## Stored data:

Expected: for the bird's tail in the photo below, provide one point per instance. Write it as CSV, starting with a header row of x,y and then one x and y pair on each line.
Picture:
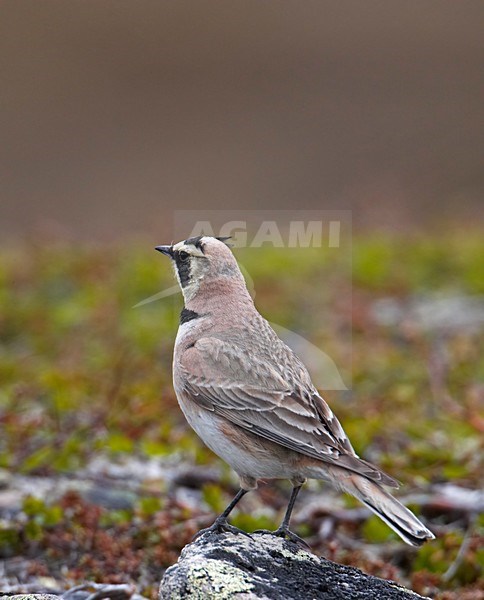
x,y
388,508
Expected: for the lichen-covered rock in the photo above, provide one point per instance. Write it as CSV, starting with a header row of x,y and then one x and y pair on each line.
x,y
222,566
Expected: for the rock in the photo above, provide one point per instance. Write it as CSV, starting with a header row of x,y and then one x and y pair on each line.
x,y
30,597
221,566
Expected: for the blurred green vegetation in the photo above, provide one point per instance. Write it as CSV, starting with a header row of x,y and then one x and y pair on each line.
x,y
82,371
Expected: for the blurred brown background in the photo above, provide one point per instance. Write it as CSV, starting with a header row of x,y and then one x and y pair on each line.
x,y
115,113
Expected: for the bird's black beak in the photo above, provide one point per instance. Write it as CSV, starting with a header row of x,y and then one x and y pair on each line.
x,y
166,250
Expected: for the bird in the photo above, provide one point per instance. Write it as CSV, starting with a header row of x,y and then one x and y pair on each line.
x,y
251,400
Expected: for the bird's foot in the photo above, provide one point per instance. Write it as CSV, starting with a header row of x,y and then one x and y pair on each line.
x,y
286,534
220,525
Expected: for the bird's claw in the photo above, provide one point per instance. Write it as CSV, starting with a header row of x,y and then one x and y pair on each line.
x,y
286,534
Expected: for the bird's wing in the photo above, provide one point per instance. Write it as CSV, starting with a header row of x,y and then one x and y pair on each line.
x,y
224,378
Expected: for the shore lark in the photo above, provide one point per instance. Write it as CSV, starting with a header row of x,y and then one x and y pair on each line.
x,y
251,400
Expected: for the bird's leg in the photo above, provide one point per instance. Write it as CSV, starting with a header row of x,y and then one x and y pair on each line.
x,y
283,530
220,524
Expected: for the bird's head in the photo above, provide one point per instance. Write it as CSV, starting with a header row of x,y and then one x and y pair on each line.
x,y
200,262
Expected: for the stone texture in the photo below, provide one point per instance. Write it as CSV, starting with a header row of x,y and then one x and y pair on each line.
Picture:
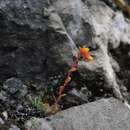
x,y
104,114
43,37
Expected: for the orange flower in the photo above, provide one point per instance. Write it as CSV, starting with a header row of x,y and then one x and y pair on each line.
x,y
85,54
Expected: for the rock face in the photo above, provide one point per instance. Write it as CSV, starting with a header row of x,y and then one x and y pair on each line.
x,y
39,39
105,114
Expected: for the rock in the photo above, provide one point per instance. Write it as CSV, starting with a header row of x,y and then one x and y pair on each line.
x,y
12,85
14,127
15,86
1,121
5,115
43,37
104,114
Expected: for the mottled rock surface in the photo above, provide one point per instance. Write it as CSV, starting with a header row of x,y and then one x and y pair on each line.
x,y
38,41
104,114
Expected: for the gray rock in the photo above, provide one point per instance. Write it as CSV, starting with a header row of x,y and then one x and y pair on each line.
x,y
43,37
14,127
15,86
104,114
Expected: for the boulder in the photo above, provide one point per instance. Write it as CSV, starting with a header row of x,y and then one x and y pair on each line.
x,y
104,114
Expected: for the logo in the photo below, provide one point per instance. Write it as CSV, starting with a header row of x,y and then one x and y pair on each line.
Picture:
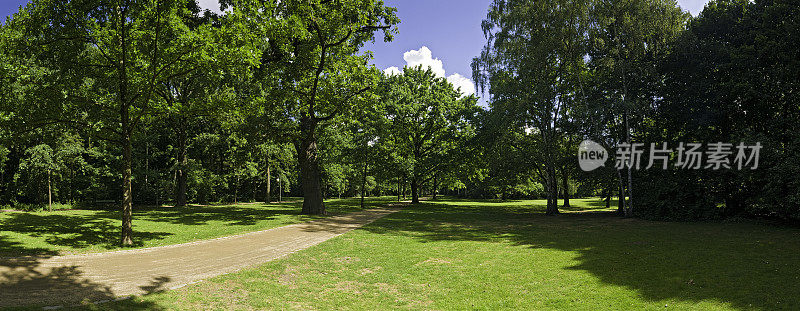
x,y
591,155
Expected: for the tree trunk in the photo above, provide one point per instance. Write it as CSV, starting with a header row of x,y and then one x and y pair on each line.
x,y
399,193
268,198
552,188
629,208
565,186
49,193
127,192
435,185
236,191
414,190
313,204
180,174
364,183
621,200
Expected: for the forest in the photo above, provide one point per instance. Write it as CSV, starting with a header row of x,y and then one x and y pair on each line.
x,y
120,104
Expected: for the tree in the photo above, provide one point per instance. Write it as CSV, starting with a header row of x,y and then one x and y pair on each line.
x,y
425,116
627,39
105,61
313,46
534,62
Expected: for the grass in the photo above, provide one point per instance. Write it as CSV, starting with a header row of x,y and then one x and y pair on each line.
x,y
82,231
487,255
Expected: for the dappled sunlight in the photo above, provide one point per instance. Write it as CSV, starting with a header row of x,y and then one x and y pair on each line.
x,y
743,265
71,231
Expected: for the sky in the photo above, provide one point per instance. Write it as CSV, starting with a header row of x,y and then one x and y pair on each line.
x,y
442,34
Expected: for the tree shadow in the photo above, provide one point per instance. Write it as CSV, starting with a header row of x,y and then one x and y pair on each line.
x,y
746,265
100,228
76,231
27,283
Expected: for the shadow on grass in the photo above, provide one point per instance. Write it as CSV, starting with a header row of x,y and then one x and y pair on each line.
x,y
76,231
101,229
30,282
747,266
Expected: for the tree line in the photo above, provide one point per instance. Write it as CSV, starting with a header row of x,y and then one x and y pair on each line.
x,y
175,105
644,71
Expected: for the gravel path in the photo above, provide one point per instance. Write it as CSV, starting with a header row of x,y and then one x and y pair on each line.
x,y
99,277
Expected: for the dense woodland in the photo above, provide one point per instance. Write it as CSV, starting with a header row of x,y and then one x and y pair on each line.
x,y
121,103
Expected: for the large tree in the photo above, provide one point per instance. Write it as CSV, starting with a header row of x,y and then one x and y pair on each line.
x,y
533,64
425,117
312,55
103,61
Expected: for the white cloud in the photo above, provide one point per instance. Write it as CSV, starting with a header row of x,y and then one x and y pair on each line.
x,y
391,71
424,57
211,5
459,81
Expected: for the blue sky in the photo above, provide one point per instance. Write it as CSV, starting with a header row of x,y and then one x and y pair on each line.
x,y
443,34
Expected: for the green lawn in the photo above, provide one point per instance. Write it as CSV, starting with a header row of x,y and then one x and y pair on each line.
x,y
81,231
458,255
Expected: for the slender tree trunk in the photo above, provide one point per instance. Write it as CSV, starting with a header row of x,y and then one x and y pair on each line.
x,y
414,190
180,174
621,190
552,196
126,129
268,198
236,191
399,181
364,183
313,204
127,192
629,208
49,192
565,186
435,185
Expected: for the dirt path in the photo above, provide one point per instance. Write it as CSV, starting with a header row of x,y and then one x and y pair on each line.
x,y
68,280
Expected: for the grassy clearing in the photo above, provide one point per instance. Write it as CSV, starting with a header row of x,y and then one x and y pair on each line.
x,y
81,231
455,255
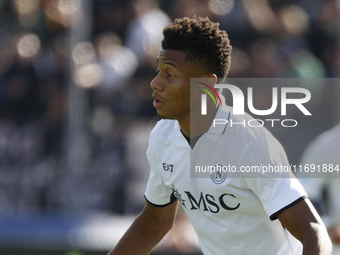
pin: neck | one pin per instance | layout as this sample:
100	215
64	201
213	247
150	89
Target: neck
196	124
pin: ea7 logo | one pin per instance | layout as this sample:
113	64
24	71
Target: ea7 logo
168	167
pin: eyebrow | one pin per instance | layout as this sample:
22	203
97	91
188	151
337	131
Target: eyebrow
171	64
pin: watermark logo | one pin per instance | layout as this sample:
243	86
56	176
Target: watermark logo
281	101
204	97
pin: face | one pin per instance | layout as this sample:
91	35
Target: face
172	84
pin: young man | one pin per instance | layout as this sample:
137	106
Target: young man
234	215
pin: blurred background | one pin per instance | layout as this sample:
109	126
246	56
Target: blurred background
76	108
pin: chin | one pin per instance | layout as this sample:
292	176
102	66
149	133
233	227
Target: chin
165	116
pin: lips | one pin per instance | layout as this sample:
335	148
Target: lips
157	102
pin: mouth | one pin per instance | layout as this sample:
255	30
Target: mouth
157	102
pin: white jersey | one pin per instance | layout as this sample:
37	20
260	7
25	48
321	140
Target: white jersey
231	213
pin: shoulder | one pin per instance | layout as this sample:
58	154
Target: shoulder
163	130
163	127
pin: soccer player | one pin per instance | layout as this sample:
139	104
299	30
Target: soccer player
234	213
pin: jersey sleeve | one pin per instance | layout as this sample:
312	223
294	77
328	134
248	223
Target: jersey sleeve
157	193
276	187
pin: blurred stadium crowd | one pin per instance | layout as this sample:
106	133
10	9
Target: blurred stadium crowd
110	68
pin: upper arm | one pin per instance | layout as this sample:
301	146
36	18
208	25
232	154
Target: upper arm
301	219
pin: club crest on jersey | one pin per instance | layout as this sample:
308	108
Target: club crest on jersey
178	195
218	177
168	167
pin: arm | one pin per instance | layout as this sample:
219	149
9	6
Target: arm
147	230
334	234
304	223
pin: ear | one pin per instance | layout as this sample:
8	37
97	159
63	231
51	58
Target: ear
210	79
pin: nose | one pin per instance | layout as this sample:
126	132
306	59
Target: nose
156	83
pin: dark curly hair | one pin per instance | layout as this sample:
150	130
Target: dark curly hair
202	41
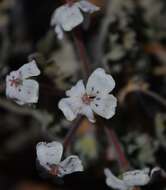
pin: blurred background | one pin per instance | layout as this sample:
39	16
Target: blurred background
128	39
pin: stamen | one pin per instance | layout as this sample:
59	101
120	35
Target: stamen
87	99
15	82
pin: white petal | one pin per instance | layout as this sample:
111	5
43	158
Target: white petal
77	91
136	177
59	32
87	111
100	82
87	6
29	70
68	17
28	92
49	153
11	90
104	105
113	181
70	107
70	165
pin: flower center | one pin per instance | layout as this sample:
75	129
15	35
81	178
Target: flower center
15	82
70	2
87	99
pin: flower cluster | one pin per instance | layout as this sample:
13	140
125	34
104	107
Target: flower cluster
94	98
49	156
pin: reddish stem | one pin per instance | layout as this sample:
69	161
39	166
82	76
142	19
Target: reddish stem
72	132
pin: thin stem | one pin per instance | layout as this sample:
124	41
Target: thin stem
72	132
82	53
155	96
124	164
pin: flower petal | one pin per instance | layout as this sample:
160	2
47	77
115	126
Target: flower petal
70	107
77	91
11	90
136	177
100	83
104	105
87	6
28	92
49	153
59	32
87	111
70	165
29	70
114	182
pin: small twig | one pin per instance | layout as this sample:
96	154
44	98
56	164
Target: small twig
123	162
155	96
72	132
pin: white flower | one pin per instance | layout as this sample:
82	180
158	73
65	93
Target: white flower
94	98
49	156
20	88
68	16
130	179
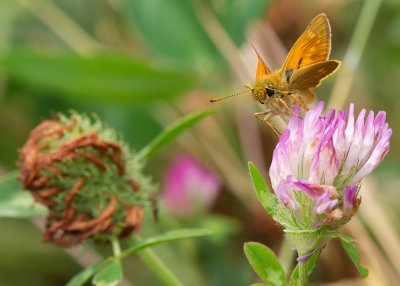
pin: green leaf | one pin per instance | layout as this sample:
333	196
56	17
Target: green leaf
82	277
110	275
262	191
236	15
166	237
265	263
350	247
172	30
169	133
310	264
112	78
16	203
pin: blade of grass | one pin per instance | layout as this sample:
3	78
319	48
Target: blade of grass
170	132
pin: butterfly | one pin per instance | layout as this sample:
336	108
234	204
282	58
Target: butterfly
306	65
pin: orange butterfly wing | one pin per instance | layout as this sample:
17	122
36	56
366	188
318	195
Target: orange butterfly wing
313	46
262	70
311	75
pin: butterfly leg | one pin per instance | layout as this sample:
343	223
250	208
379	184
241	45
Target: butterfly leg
264	117
284	104
299	101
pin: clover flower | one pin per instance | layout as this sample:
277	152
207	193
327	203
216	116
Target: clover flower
87	179
318	164
189	187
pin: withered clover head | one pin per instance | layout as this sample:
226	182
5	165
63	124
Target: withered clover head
86	177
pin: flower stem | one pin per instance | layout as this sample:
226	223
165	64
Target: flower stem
286	254
116	246
303	274
155	264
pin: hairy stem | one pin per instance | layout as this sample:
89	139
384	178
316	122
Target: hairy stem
303	274
156	265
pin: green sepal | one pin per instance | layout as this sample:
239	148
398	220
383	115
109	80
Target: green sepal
310	264
265	263
261	189
14	202
110	275
352	251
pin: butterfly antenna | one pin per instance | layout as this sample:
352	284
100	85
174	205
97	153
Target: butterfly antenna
215	99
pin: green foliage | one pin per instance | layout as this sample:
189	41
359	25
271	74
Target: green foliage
171	29
178	32
352	251
261	189
170	133
310	265
112	78
166	237
110	269
82	277
265	263
16	203
236	15
110	275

## What the task asks:
Report only how many lines in the entries above contain the string "below".

## Written answer:
3